Minister of Health
- In office 27 October 1990 – 7 May 1995
- Monarchs: Azlan Shah Ja’afar
- Prime Minister: Mahathir Mohamad
- Deputy: Mohd Farid Ariffin
- Preceded by: Ng Cheng Kiat
- Succeeded by: Chua Jui Meng
- Constituency: Hulu Langat

Minister of Housing and Local Government
- In office 14 August 1989 – 26 October 1990
- Monarch: Azlan Shah
- Prime Minister: Mahathir Mohamad
- Deputy: Hussein Ahmad Osu Sukam
- Preceded by: Ng Cheng Kiat
- Succeeded by: Ting Chew Peh
- Constituency: Hulu Langat

Minister of Labour
- In office 21 May 1985 – 14 August 1989
- Monarchs: Iskandar Azlan Shah
- Prime Minister: Mahathir Mohamad
- Deputy: Zakaria Abdul Rahman (1985–1986) William Lye Chee Hien (1985–1986) Wan Abu Bakar Wan Mohamad (1986–1987) Kalakau Untol (1986–1989) K. Pathmanaban (1987–1989)
- Preceded by: Mak Hon Kam (as Minister of Labour and Manpower)
- Succeeded by: Lim Ah Lek (as Minister of Human Resources)
- Constituency: Ulu Selangor Hulu Langat

Deputy President of the Malaysian Chinese Association
- In office September 1986 – July 1996
- President: Ling Liong Sik
- Preceded by: Ling Liong Sik
- Succeeded by: Lim Ah Lek

Member of the Malaysian Parliament for Hulu Langat
- In office 3 August 1986 – 23 April 1995
- Preceded by: Rosemary Chow Poh Keong (MCA-BN)
- Succeeded by: Badrul Hisham Abdul Aziz (UMNO-BN)
- Majority: 8,925 (1986) 9,691 (1990)

Member of the Malaysian Parliament for Ulu Selangor
- In office 26 April 1982 – 2 August 1986
- Preceded by: Michael Chen (MCA-BN)
- Succeeded by: S. Subramaniam (MIC-BN)
- Majority: 7,377 (1982)

Member of the Selangor State Legislative Assembly for Rawang
- In office 14 September 1974 – 21 April 1982
- Preceded by: Constituency established
- Succeeded by: Tang See Hang (MCA-BN)
- Majority: 1,374 (1974) 3,196 (1978)

Personal details
- Born: 1 March 1937 Rawang, Selangor, Federated Malay States, British Malaya (now Malaysia)
- Died: 24 November 2019 (aged 82) Jalan Setia Bakti, Bukit Damansara, Kuala Lumpur, Malaysia
- Resting place: Xiao En Nilai Memorial Park, 286 Km, KL-Seremban Highway (South Bound), Nilai, Negeri Sembilan, Malaysia
- Citizenship: Malaysian
- Party: Malayan Chinese Association (MCA)
- Spouse: Puan Sri Datin Sri Wan Yuet Fong
- Children: Boon Kuan, Boon Tim, Boon Siew, Boon Cheng

= Lee Kim Sai =

Malaysian politician (1937–2019)

Lee Kim Sai (李金獅 (李金狮, Lǐ Jīnshī)) (1 March 1937 – 24 November 2019) was a Malaysian politician. In the 1980s and 1990s, he served as Labour Minister (1985–1989), Housing and Local Government Minister (1989–1990) and Health Minister (1990–1995); and was deputy president of Malaysian Chinese Association (MCA) (1986–1996), a major component party of the Barisan Nasional (BN) coalition.

### Data to examine
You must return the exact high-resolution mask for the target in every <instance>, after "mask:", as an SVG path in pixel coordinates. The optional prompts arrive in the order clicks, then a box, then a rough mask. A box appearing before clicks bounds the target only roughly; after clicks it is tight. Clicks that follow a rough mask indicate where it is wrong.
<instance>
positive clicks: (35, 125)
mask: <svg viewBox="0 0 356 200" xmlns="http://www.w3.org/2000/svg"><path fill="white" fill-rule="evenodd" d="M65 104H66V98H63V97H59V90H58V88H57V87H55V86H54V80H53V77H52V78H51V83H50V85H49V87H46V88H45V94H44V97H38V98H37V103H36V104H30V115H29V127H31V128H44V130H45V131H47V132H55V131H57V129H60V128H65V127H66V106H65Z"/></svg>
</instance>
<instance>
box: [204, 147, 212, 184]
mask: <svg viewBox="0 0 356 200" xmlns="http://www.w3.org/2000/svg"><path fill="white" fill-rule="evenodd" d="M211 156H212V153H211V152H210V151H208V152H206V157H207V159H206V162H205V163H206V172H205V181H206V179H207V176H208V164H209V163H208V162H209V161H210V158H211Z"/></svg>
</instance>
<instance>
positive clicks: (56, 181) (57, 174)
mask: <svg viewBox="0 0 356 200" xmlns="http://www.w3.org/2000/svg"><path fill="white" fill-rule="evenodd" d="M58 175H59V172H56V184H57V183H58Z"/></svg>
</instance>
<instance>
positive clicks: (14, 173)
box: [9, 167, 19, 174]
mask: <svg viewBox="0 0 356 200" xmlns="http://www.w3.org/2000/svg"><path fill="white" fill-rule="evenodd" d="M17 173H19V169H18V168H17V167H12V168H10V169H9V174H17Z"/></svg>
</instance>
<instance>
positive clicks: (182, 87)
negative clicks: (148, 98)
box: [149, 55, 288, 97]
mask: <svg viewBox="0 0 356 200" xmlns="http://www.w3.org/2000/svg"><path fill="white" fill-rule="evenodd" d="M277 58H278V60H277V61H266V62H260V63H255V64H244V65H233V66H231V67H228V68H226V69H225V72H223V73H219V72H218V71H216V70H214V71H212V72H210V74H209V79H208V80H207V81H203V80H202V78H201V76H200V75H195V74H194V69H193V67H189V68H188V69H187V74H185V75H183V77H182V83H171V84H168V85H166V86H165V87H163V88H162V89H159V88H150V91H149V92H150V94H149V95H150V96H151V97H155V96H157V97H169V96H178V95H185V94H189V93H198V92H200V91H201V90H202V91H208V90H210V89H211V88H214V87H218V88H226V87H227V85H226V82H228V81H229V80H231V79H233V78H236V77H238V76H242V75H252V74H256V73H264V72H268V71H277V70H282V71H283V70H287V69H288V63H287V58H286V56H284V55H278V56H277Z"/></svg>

### Using the information
**A)** Rewrite the rows as a Markdown table with the columns Index and Line text, beginning at their first line and ending at the line that contains "positive clicks: (35, 125)", both ends included. Leave out blank lines.
**B)** Extend the Lee Kim Sai biography beyond its last sentence.

### Per-task answers
**A)**
| Index | Line text |
|---|---|
| 1 | You must return the exact high-resolution mask for the target in every <instance>, after "mask:", as an SVG path in pixel coordinates. The optional prompts arrive in the order clicks, then a box, then a rough mask. A box appearing before clicks bounds the target only roughly; after clicks it is tight. Clicks that follow a rough mask indicate where it is wrong. |
| 2 | <instance> |
| 3 | positive clicks: (35, 125) |

**B)**
==Early life==
Lee was born on 1 March 1937 to a poor family in Ulu Klang, Selangor, and was brought up in Jinjang, Kuala Lumpur. He was educated at Chong Hwa High School in Kuala Lumpur, then trained as a teacher at the Teachers' Training College in Kuala Lumpur. He started teaching in 1957, and rose to become the principal of Kepong Chinese School.

==Political career==

Lee joined the MCA in 1965, and stood for Selangor State Legislative Assembly constituency of Kepong in the 1969 general election, but lost to Tan Chee Khoon of the Parti Gerakan Rakyat Malaysia (Gerakan). In the 1974 general election he contested and won the Rawang state seat, which he retained in the 1978 election. He became head of the MCA Youth in 1979, and was elected vice-president of the MCA the same year. He was elected as the Member of Parliament (MP) in the 1982 general election for Ulu Selangor, and was appointed deputy minister in the Prime Minister's Department.

In 1984, in a row over allegations of fictitious membership that supported the Acting President Dr. Neo Yee Pan, he was expelled from the MCA along with Tan Koon Swan, Ling Liong Sik and others by the Acting President. In the ensuing party election to resolve the crisis, Tan Koon Swan was elected president with the largest majority in the party's history, and Lee was elected one of the party vice-presidents as well as the secretary general. Tan however resigned the next year over a scandal involving his business dealings in Singapore, and Ling Liong Sik took over as president while Lee moved up to become the Deputy President. Lee was appointed Minister of Labour in 1985, and in 1989, he became Minister of Housing and Local Government. He then became the Minister of Health from 1990 until 1995. Lee also successfully won the Hulu Langat federal constituency for two terms consecutively in both the 1986 general election and 1990 general election.

In 1993, he attempted to challenge Ling for the leadership of the MCA, but backed down after failing to gain enough support. He retired from politics in 1996.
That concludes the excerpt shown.